-- The records --
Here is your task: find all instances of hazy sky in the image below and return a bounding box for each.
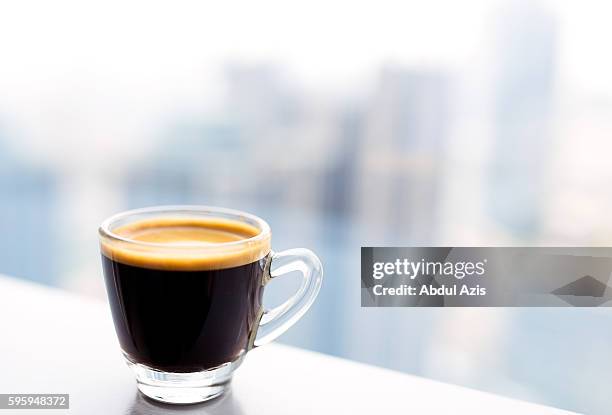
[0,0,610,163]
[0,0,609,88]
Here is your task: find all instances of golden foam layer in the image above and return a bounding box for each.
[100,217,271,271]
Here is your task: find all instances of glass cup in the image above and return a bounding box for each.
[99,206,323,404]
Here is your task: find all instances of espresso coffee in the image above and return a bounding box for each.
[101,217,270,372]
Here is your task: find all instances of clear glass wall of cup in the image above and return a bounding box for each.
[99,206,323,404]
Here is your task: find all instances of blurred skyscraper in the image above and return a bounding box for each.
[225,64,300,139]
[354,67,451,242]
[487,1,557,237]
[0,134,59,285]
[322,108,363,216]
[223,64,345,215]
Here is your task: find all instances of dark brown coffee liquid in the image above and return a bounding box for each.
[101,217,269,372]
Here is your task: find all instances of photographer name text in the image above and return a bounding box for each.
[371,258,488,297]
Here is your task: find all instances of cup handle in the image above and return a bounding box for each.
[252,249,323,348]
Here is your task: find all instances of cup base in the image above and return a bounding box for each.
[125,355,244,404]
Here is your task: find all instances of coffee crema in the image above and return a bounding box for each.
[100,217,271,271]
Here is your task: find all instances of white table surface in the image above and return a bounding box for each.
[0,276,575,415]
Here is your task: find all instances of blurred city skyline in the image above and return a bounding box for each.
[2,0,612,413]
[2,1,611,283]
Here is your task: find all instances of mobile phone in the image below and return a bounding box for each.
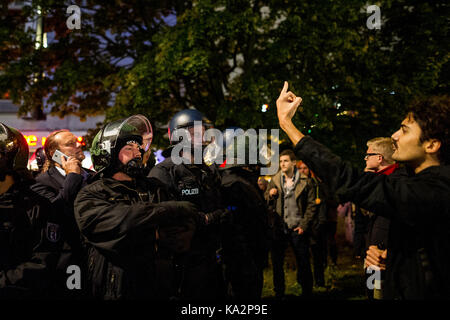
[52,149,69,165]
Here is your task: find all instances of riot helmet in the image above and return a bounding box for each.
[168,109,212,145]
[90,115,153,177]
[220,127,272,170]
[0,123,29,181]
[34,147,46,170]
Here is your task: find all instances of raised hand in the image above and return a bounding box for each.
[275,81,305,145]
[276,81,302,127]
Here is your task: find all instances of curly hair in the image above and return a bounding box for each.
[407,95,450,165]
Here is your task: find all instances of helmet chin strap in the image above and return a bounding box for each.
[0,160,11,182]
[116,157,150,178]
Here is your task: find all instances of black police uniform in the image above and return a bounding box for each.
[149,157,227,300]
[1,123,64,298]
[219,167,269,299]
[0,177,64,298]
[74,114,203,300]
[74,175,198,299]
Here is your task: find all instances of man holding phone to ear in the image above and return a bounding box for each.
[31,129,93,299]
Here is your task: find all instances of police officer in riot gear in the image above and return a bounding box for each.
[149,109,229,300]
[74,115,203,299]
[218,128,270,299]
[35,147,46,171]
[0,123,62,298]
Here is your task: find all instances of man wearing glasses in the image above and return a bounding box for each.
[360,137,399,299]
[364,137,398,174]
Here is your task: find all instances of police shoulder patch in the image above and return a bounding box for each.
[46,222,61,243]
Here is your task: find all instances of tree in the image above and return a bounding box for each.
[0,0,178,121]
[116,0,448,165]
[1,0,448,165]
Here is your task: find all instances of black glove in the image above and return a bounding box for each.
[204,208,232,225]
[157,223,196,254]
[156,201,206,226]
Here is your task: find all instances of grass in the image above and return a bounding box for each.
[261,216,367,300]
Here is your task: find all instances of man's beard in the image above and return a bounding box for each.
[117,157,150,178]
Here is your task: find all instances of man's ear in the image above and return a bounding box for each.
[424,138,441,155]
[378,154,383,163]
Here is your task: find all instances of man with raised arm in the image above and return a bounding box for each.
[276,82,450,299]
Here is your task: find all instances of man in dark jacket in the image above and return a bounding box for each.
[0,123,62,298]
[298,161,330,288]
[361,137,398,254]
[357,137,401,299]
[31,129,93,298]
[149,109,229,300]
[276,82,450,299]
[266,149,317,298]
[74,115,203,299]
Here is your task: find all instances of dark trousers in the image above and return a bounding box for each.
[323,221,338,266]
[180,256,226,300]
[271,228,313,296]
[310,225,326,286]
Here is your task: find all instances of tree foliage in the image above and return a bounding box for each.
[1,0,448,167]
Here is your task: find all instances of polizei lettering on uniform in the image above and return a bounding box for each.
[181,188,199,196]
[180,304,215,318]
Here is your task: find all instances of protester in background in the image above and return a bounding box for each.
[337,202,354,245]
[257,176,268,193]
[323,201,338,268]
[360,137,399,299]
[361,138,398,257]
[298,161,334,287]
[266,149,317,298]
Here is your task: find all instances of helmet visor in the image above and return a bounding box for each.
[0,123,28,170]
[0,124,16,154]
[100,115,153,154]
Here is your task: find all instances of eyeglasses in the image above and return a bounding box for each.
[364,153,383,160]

-- Exercise requirements --
Copy the material exactly as written and leave every picture behind.

-- Exercise output --
Here is your task: find all instances of hazy sky in the image below and return a bounding box for each.
[0,0,610,163]
[0,0,609,88]
Here is your task: find all instances of golden foam layer in the image above and return a bounding box for each.
[100,217,271,271]
Here is your task: find all instances of glass cup in the image above and return a bounding box for each.
[99,206,323,404]
Here is your task: find all instances of espresso coffee in the image above and return a bounding box for each.
[101,217,270,372]
Here is your task: find all instances of clear glass wall of cup in the image above and return a bounding box for each.
[99,206,323,404]
Here is your task: find all instances of blurred skyscraper in the image above and return a bounding box for each.
[225,64,300,139]
[354,67,451,242]
[487,1,557,237]
[0,134,59,285]
[322,108,363,216]
[223,64,345,215]
Here is your task: find all instances of dark brown coffee liquid in the image above and return a bounding box for each.
[101,217,269,372]
Here is your task: find all instances of photographer name text in the image above and return a bounding box for each.
[371,258,488,297]
Here is your task: find all instances of cup handle in the image above and return a bounding box for each.
[252,249,323,348]
Here is your task: find all instances of cup base in the image above and return a bounding box for each.
[125,355,244,404]
Here is your task: find all instances of coffee crema in the image above and return a bounding box for each.
[100,217,271,271]
Here is your task: find all instances of white table surface in the image above and return a bounding box for each.
[0,276,575,415]
Here is your task: find all instances of blurred city skyline in the image above and return a bounding box for each.
[2,0,612,413]
[2,1,611,283]
Here is your task: find all instances of mobile phone in the image below and return a bounding box for each.
[52,149,69,165]
Here is your task: find all instances of riot helmet in the image above and return a bounding box for each.
[168,109,212,145]
[90,115,153,177]
[220,127,272,170]
[0,123,29,181]
[34,147,46,170]
Here is your task: find all instances of raised hand in the image above and return a bounding box for each.
[275,81,305,145]
[276,81,302,127]
Here is your task: find all instances of curly hair in the image above and return a bounding box for each.
[407,95,450,165]
Here is your task: find all instances of helmet chin strap in the image above and return a bounding box for each.
[0,160,11,182]
[116,157,150,178]
Here is your task: find all instances of black police uniform in the image above and return a bounding box for each.
[149,157,227,300]
[1,123,64,298]
[219,167,269,299]
[0,177,64,298]
[74,114,203,300]
[74,175,198,299]
Here is your task: find all instances of man holding phone to ear in the image above and return a bounding box for each.
[31,129,93,299]
Here is your task: find all instances of police officer in riot gear in the image above and return a bounding box for each.
[149,109,229,300]
[74,115,203,299]
[218,128,270,299]
[35,147,46,171]
[0,123,62,298]
Here is your task: find all instances of man wearing glasses in the image above and return a bounding box for each.
[360,137,399,299]
[364,137,398,174]
Here is your task: find all instances of police shoulder patch in the image above and return a bounding box for each.
[46,222,61,243]
Here is your task: find all instances of tree in the image above and return a bounding box for each.
[0,0,178,121]
[116,0,448,165]
[1,0,448,165]
Here is your task: find all instances of black glove in the image above and return a bounding box for each.
[204,208,232,225]
[157,223,196,254]
[156,201,206,226]
Here is your task: find all instances of grass in the image above and return a bounding box for each.
[261,216,367,300]
Here is your task: find all instances of man's beard in the image above and return a bounding box for each.
[117,157,150,178]
Here is your task: find all instances of man's ear in the image above and return a bounding box for each.
[424,138,441,155]
[378,154,383,163]
Here is your task: find all instances of man with raised arm in the image above and return a bounding box for each.
[276,82,450,299]
Here is your task: find all instances of man in dark jacket in the image above and return a bounding box for each.
[0,123,62,298]
[298,161,330,288]
[361,137,398,254]
[357,137,401,299]
[31,129,93,298]
[149,109,229,300]
[276,82,450,299]
[266,149,317,298]
[74,115,203,299]
Here is your task: find all instances of dark trousers in the image above and return a bounding box for each.
[323,221,338,266]
[180,256,226,300]
[271,228,313,296]
[310,225,326,286]
Here is your task: find all instances of tree foliage in the image above and return a bounding box for each.
[1,0,448,167]
Here is your task: find all instances of polizei lettering on uniform in the image above and return a bounding box for each.
[181,188,199,196]
[180,304,215,318]
Here is your task: find all instances of protester in background in the image above and return a bounding box for each.
[337,202,354,245]
[257,176,268,193]
[323,201,338,268]
[360,137,399,299]
[361,138,398,257]
[298,161,334,287]
[266,149,317,298]
Here is your task: find all instances of helmet visor in the image above and return a bounding box for each.
[0,123,28,170]
[0,124,16,154]
[100,115,153,154]
Here is your task: find all instances of eyeglasses in the image above and return a bounding box for each.
[364,153,383,160]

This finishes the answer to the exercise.